Stored dataset items
- - -

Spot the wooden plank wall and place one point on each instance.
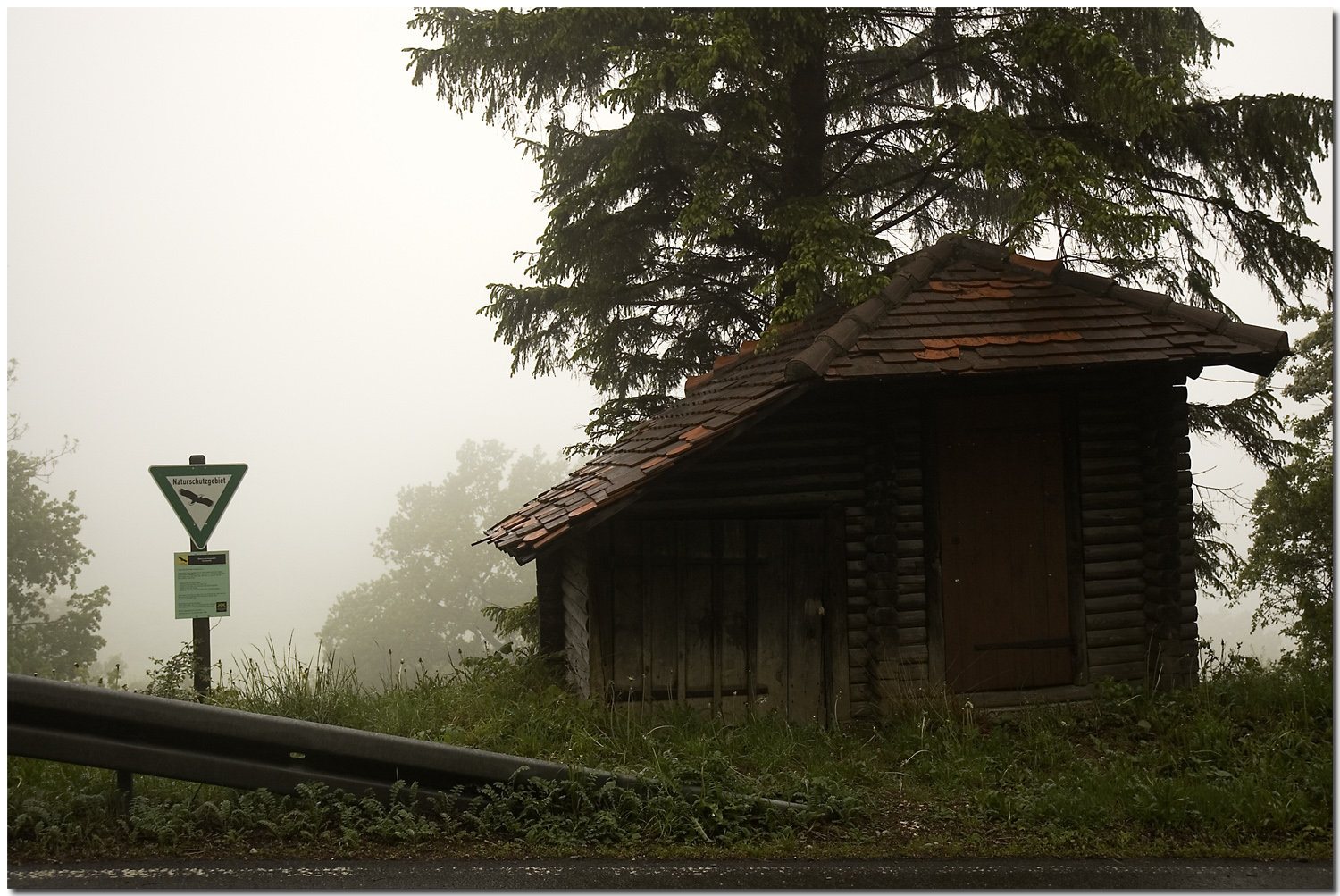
(1135, 504)
(887, 632)
(576, 615)
(804, 462)
(865, 451)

- - -

## [PROBLEM STATEMENT]
Substitute "timber plank wall" for "wooden plank wall" throughout the records above and reproduce them with everything else unchanged. Omit the pictures from your answer.

## [EXERCISE ANSWER]
Spot the timber plank wall and place one point on each instance.
(1135, 504)
(887, 632)
(576, 615)
(804, 462)
(865, 451)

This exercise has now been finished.